Photo-based referring expression data

= Beginning of Section =

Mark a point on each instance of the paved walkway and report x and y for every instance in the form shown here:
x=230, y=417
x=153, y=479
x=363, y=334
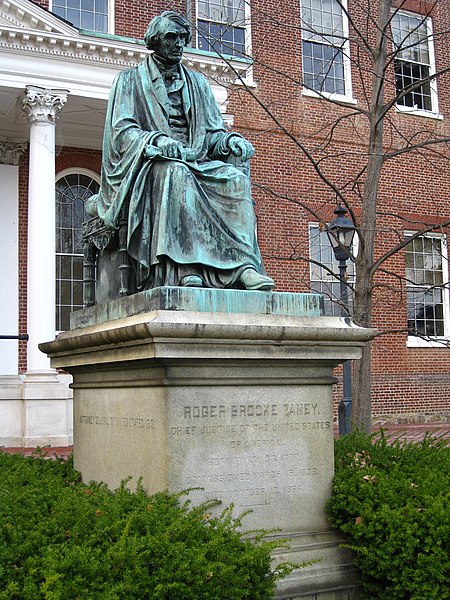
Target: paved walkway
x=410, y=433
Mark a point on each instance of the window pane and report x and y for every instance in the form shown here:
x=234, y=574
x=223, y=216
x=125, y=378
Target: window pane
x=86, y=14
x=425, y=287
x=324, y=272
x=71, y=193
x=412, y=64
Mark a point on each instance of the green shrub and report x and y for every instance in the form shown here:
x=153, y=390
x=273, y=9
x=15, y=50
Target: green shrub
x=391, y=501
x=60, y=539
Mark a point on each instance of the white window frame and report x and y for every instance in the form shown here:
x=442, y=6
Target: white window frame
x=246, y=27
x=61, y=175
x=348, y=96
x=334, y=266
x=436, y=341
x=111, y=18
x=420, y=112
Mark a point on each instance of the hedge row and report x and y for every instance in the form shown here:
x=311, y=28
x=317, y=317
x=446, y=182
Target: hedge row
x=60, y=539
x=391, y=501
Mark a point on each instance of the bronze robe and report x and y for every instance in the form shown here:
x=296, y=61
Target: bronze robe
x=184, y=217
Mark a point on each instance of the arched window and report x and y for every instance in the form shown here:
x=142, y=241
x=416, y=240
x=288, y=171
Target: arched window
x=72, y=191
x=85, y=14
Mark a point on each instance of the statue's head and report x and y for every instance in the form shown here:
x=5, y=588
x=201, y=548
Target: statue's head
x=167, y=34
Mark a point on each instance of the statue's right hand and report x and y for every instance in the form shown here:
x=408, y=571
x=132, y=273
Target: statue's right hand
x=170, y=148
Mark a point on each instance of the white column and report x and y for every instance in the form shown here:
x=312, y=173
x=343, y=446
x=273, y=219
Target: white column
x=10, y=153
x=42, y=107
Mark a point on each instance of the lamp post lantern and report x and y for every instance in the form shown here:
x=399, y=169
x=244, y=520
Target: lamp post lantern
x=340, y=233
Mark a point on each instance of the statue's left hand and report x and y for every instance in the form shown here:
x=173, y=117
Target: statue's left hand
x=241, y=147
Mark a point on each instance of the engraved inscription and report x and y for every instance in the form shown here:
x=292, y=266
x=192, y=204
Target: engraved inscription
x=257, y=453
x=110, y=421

= End of Section =

## [Assigned task]
Where the data contains images, drop them and print the rest exactly.

## [Task response]
Mark a point on each instance of the paved walkway and report x and y for every instance in the form shown here:
x=230, y=417
x=153, y=479
x=363, y=334
Target: paved walkway
x=410, y=433
Mark a point on each instance of the window pane and report x and y for every instance in the form shown here:
x=234, y=574
x=223, y=216
x=125, y=378
Target: window pane
x=86, y=14
x=425, y=287
x=324, y=272
x=71, y=193
x=412, y=64
Mark a point on each instance of the green shrub and report x and y for every instance in the form shown here:
x=153, y=390
x=273, y=9
x=15, y=50
Target: green shrub
x=391, y=501
x=60, y=539
Mark a point on each instance of the white window frame and report x and y for every instance in the form shown here:
x=442, y=6
Target: white window frame
x=246, y=27
x=61, y=175
x=348, y=96
x=334, y=266
x=436, y=341
x=111, y=18
x=420, y=112
Mark a point on each instance of the hedge row and report x and y for every instance in the form shown here:
x=311, y=28
x=317, y=317
x=446, y=182
Target: hedge row
x=60, y=539
x=391, y=501
Mark a point on each instance of the bronze robe and report x and y for every instance in the form shown here:
x=296, y=61
Target: bronze robe
x=184, y=217
Mark a point on each instance of the arched window and report x and y for every instance in the form shown here:
x=142, y=241
x=416, y=240
x=288, y=171
Target: arched window
x=72, y=191
x=85, y=14
Mark a point on each instance of the statue's head and report x and y for every instance in the form shown here:
x=5, y=588
x=201, y=548
Target: statue's head
x=167, y=34
Mark a point on each instance of the statue's right hand and report x and y for every instance in the form shown here:
x=408, y=571
x=132, y=273
Target: statue's right hand
x=170, y=148
Mark a point on each instance of the white column and report x and y for every instance in the form shown here:
x=312, y=173
x=343, y=446
x=273, y=219
Target: white column
x=10, y=153
x=42, y=107
Mark a point on each instance of the lamp post lantern and report x and y for every instance in the form shown here:
x=399, y=169
x=244, y=520
Target: lamp post lantern
x=340, y=233
Mark a point on each instance of the statue's left hand and report x and y for every instance in the form shown here:
x=173, y=117
Target: statue's left hand
x=241, y=147
Mark a point on each instance of the engraved inscription and report x and y for every instance in the form shown here:
x=292, y=266
x=192, y=204
Target: engraved inscription
x=257, y=453
x=110, y=421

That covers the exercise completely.